- WHAT IS BEING ASKED -
The only thing to send back is the number of lines below that hold the string "caterpillar".

- GIVEN RECORDS -
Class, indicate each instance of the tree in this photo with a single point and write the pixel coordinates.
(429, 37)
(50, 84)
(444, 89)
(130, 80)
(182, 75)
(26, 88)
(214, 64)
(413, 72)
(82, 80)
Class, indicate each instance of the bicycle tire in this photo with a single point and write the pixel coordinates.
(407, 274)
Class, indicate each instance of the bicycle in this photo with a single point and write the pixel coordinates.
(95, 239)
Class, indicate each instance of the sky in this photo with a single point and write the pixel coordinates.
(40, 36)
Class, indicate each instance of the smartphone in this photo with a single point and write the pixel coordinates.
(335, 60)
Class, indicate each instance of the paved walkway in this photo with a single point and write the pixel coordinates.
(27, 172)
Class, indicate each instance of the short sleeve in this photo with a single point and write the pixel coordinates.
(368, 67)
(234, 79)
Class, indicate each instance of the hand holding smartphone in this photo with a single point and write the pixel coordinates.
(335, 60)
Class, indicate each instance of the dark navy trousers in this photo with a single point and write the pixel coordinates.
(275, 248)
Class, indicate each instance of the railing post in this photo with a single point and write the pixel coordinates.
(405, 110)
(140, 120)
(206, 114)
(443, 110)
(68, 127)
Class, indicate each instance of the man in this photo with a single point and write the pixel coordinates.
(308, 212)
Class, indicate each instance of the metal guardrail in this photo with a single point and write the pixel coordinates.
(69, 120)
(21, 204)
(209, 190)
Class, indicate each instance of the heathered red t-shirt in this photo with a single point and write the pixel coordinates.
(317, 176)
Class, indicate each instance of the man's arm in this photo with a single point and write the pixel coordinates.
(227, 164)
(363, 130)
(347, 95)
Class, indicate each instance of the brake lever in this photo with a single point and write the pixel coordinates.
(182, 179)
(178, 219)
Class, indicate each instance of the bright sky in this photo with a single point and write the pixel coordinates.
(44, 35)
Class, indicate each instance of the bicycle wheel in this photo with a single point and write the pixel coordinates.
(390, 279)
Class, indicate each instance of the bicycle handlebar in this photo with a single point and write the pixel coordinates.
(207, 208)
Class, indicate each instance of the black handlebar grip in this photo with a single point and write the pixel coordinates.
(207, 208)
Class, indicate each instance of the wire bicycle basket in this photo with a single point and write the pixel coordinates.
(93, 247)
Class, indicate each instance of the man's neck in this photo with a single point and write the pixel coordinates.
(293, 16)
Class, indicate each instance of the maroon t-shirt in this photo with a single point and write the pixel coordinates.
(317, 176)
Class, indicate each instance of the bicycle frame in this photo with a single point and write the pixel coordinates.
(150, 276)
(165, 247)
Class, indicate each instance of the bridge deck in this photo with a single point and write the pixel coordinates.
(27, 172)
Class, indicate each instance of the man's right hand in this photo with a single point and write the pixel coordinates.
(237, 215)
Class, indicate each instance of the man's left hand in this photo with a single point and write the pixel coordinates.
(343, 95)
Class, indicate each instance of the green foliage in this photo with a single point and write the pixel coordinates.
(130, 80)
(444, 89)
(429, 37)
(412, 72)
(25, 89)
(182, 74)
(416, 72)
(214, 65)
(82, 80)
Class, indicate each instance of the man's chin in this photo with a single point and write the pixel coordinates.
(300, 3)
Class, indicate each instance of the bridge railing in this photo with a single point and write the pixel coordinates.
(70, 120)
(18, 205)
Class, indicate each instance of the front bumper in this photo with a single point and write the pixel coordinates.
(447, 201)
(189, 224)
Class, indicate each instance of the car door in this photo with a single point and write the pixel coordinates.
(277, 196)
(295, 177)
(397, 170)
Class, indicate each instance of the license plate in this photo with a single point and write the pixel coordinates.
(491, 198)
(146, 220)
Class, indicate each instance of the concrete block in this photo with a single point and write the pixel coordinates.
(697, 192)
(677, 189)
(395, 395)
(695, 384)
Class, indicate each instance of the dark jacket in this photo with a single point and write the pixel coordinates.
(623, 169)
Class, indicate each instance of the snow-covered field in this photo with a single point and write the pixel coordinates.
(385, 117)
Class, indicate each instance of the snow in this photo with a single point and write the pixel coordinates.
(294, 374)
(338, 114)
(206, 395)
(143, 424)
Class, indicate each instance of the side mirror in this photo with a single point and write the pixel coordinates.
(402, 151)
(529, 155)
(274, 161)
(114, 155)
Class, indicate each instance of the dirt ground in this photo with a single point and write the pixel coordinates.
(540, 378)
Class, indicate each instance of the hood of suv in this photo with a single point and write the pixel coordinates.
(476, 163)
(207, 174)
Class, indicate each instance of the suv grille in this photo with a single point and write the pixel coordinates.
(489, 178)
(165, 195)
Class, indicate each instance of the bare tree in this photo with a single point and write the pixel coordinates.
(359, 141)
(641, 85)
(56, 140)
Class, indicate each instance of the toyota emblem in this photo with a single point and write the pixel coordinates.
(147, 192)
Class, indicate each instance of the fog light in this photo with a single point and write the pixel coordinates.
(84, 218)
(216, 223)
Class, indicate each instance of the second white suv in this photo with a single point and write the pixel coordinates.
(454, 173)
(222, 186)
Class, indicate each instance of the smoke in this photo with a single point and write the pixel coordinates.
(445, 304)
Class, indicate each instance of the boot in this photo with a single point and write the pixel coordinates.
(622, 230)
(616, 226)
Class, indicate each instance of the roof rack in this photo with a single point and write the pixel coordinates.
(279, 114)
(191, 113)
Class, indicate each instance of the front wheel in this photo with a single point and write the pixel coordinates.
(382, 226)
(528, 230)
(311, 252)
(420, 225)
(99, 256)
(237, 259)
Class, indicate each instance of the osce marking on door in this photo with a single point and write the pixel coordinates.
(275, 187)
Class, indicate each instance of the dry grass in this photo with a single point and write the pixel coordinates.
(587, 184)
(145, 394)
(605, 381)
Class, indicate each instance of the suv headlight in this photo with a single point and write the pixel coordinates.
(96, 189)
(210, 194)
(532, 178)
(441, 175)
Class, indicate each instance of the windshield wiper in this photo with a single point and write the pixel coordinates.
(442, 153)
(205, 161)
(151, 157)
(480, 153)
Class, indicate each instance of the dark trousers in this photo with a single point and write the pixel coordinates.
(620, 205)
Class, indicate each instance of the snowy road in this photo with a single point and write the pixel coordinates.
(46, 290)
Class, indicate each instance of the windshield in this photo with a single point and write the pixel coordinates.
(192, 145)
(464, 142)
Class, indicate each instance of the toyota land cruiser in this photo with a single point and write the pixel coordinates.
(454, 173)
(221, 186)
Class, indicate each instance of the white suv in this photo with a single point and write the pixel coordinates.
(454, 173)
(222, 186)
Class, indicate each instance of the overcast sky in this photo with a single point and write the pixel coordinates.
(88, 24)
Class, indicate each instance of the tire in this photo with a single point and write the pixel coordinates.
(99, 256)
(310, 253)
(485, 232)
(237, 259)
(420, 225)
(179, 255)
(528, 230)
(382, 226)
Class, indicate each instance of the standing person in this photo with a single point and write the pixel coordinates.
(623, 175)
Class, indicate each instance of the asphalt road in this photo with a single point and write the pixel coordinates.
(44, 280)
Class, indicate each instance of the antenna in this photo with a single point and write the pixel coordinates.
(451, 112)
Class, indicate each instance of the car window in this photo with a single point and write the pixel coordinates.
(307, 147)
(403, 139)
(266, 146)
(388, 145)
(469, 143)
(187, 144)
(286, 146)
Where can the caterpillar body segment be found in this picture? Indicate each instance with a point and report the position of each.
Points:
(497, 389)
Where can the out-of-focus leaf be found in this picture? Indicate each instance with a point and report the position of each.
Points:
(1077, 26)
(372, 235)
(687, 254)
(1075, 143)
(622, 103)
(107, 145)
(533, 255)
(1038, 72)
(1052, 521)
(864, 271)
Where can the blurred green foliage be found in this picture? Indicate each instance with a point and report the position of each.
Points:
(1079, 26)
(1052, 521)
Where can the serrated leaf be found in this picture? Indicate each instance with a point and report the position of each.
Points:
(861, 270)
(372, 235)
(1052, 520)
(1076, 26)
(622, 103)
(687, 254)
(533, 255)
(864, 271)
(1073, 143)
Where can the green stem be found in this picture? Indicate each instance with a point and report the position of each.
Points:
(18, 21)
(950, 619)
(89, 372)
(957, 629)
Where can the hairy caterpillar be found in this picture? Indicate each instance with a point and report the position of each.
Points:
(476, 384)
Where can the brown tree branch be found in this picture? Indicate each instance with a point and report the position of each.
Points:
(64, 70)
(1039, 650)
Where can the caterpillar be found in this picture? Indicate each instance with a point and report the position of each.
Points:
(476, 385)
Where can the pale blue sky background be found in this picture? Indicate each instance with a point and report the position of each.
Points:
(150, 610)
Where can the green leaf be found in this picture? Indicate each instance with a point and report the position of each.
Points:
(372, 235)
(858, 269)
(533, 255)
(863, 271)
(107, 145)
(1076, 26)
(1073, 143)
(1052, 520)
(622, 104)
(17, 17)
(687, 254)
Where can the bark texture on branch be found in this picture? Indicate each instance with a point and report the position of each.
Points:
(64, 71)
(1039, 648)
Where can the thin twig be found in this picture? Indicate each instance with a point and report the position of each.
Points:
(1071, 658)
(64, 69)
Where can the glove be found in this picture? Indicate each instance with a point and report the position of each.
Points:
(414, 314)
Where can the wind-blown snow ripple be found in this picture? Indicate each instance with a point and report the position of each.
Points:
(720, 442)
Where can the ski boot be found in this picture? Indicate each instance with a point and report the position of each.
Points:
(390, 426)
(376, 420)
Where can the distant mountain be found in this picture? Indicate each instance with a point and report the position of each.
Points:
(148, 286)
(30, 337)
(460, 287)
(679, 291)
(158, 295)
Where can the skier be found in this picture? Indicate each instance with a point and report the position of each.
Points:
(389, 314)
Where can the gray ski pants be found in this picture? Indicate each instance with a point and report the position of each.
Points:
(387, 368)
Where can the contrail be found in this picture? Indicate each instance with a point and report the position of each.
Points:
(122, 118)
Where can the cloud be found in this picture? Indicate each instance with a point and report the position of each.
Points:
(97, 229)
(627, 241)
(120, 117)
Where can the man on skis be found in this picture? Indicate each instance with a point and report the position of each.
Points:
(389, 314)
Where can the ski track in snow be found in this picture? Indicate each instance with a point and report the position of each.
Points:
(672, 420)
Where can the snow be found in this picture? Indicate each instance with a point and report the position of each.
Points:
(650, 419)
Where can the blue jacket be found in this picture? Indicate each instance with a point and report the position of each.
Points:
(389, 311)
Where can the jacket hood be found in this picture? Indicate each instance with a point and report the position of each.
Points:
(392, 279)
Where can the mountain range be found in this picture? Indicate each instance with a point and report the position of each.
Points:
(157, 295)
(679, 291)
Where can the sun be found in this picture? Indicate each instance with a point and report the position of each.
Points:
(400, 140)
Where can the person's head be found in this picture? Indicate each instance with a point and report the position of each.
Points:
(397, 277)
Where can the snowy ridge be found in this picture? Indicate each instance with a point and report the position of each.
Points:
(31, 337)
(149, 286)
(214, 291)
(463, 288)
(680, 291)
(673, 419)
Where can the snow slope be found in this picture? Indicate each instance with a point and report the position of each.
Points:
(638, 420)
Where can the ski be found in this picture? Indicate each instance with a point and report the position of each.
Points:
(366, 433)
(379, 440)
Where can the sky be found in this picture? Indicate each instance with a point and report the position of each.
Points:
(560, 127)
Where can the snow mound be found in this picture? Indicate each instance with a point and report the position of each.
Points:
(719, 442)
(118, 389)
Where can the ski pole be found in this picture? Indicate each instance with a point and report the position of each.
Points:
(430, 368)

- YOUR SOLUTION -
3